(Excerpts from a dataset)
====================

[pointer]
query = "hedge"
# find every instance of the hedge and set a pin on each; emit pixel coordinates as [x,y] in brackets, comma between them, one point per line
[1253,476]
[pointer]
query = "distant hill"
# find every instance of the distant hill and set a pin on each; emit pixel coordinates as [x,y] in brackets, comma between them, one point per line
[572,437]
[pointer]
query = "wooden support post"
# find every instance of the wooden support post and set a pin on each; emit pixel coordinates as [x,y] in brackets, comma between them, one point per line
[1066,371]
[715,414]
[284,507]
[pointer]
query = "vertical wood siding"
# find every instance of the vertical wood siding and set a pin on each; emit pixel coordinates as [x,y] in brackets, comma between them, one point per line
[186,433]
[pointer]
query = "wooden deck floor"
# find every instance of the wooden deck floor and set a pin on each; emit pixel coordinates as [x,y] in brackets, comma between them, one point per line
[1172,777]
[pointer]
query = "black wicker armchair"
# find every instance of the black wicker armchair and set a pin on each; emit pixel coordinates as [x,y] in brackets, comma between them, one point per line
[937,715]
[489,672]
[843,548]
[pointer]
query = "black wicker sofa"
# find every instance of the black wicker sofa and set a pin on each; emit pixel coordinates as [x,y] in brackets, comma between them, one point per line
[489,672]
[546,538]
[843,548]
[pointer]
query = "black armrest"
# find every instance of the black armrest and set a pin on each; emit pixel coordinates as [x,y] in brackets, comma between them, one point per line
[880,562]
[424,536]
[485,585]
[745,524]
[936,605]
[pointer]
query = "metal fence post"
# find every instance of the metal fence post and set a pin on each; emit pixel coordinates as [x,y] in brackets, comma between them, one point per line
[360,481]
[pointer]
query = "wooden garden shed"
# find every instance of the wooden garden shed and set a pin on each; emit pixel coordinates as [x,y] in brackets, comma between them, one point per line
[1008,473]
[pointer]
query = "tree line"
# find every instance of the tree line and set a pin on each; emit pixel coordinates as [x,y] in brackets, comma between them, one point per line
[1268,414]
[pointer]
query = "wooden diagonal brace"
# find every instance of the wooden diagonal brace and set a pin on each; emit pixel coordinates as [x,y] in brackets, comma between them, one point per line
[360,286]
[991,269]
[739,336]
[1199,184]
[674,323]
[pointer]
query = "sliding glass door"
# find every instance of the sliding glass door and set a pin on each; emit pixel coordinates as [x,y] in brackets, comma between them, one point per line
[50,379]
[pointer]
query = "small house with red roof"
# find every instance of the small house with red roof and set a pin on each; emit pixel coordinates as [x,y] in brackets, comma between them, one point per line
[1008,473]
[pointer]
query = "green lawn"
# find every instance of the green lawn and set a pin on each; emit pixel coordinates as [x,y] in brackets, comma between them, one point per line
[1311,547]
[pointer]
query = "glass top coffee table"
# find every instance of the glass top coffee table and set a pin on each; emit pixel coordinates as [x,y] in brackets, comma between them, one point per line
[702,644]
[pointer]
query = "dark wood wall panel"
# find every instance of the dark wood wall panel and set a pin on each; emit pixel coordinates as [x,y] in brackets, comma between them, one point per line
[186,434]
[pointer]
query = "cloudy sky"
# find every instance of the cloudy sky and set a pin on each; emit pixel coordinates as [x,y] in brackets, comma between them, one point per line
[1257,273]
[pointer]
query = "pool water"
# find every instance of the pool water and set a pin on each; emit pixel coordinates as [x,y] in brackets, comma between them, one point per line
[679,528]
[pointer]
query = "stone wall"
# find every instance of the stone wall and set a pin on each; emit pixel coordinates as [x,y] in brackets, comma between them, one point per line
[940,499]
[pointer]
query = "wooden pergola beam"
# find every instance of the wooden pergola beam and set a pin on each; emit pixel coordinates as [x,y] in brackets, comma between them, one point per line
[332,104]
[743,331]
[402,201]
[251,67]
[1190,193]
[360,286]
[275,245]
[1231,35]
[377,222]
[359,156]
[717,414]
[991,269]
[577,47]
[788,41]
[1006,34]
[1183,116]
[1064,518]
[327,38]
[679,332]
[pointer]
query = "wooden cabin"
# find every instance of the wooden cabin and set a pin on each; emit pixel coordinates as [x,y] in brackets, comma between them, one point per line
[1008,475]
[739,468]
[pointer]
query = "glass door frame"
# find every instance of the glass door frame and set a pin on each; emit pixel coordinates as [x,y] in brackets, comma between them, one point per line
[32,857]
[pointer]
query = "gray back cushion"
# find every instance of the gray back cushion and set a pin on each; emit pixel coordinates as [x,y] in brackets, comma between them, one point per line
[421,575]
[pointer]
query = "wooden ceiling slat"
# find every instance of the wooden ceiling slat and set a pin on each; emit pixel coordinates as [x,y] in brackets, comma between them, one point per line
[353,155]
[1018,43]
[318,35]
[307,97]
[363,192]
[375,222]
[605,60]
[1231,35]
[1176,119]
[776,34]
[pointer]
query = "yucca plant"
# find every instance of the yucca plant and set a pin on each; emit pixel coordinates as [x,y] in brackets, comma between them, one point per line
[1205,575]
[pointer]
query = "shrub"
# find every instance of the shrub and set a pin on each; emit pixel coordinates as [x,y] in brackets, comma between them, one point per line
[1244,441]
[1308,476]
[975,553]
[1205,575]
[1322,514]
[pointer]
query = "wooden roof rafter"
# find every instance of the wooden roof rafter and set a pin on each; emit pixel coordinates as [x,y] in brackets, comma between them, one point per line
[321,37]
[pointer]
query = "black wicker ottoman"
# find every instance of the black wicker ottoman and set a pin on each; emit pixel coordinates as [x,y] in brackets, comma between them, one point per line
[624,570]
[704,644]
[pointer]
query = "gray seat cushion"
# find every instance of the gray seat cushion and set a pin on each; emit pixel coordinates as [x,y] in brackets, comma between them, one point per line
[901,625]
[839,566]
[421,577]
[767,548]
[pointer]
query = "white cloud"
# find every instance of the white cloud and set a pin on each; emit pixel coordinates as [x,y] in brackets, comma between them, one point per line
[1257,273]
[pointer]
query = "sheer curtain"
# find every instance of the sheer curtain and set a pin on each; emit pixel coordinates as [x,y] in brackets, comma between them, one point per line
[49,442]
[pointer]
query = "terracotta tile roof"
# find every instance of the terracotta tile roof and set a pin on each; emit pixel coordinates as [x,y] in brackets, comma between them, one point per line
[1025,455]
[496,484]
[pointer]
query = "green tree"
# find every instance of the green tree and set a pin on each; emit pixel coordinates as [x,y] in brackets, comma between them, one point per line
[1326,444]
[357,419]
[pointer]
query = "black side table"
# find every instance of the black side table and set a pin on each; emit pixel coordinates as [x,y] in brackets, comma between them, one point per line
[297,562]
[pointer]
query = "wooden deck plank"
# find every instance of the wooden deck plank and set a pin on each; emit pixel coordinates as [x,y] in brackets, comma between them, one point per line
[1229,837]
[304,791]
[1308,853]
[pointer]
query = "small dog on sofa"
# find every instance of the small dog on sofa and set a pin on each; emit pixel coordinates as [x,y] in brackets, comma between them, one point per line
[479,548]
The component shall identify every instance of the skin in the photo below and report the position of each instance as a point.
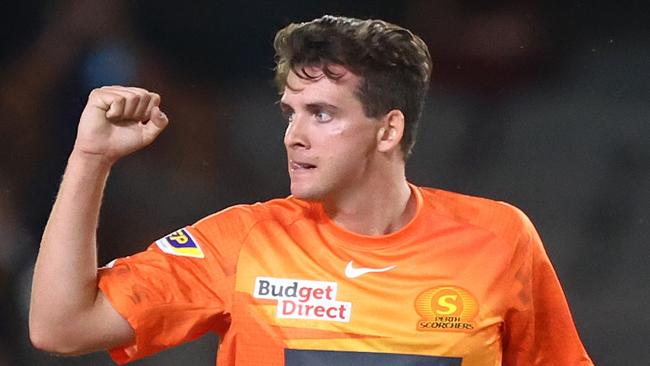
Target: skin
(336, 155)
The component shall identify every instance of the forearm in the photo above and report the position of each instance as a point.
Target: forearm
(65, 276)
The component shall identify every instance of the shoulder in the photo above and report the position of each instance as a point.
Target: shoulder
(245, 216)
(501, 218)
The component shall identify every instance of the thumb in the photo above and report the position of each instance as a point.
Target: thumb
(157, 122)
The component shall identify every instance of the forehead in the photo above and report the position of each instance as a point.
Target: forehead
(319, 86)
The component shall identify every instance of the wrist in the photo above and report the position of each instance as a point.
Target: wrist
(90, 160)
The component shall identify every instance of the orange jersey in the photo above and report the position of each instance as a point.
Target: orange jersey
(466, 282)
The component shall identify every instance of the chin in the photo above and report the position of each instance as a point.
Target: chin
(306, 193)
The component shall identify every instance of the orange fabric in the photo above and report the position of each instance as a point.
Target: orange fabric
(467, 278)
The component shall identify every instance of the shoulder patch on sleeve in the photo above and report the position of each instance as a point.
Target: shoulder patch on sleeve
(181, 243)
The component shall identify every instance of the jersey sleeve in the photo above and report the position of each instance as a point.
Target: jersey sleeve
(178, 289)
(539, 329)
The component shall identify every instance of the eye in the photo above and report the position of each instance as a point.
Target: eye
(288, 116)
(323, 116)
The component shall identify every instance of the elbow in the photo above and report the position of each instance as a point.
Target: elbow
(49, 339)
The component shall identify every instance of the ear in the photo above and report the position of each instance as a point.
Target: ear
(391, 131)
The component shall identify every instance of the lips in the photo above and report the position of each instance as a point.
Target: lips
(299, 165)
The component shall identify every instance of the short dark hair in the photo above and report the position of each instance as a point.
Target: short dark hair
(393, 64)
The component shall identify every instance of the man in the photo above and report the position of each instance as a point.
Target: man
(356, 267)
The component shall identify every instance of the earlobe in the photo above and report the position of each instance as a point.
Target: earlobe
(391, 132)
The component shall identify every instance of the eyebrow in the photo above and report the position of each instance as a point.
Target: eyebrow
(318, 106)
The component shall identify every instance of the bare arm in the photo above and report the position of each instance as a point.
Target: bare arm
(68, 314)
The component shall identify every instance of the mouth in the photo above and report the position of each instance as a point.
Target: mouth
(300, 166)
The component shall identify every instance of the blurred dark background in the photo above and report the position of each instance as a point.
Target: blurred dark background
(544, 104)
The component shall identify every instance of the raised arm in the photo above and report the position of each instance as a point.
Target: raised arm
(68, 314)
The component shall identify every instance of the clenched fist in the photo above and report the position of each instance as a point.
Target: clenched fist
(117, 121)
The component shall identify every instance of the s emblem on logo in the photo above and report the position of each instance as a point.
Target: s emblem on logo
(446, 308)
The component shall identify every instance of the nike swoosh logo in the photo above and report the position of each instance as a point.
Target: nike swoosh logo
(351, 272)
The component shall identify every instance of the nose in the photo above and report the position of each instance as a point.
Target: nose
(295, 137)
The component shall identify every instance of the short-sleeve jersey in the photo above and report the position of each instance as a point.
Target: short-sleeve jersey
(466, 282)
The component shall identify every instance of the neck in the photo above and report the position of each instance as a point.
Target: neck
(378, 209)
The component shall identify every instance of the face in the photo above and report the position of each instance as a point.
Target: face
(330, 142)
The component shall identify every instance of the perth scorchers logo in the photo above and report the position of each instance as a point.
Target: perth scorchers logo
(446, 308)
(303, 299)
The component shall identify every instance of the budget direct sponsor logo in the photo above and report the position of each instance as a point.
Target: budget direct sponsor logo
(303, 299)
(446, 308)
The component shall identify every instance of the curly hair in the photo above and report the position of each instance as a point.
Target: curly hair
(394, 65)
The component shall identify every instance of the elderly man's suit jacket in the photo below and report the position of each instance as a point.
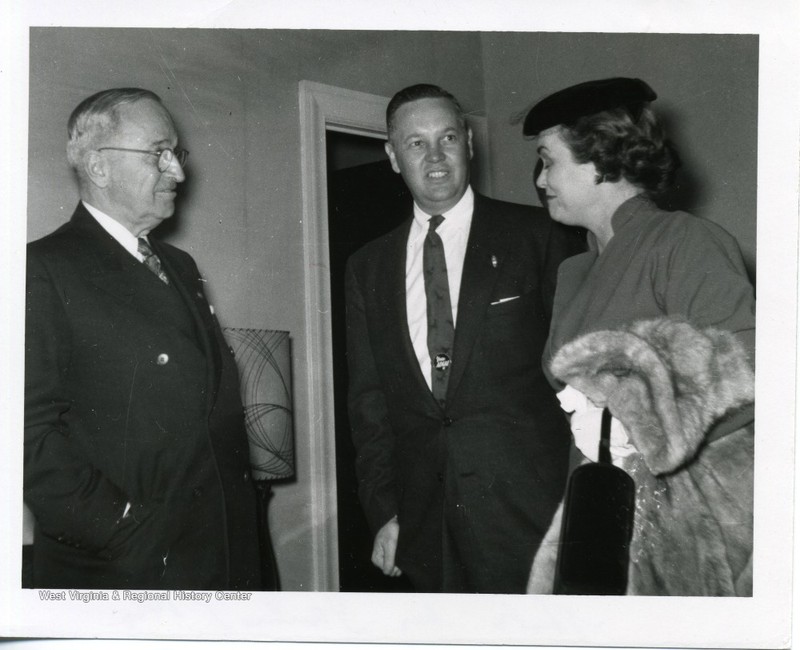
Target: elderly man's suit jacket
(500, 447)
(131, 396)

====================

* [What is expected]: Go through the entries above and count the lines with the word "below", then give only that number.

* [Expected answer]: 2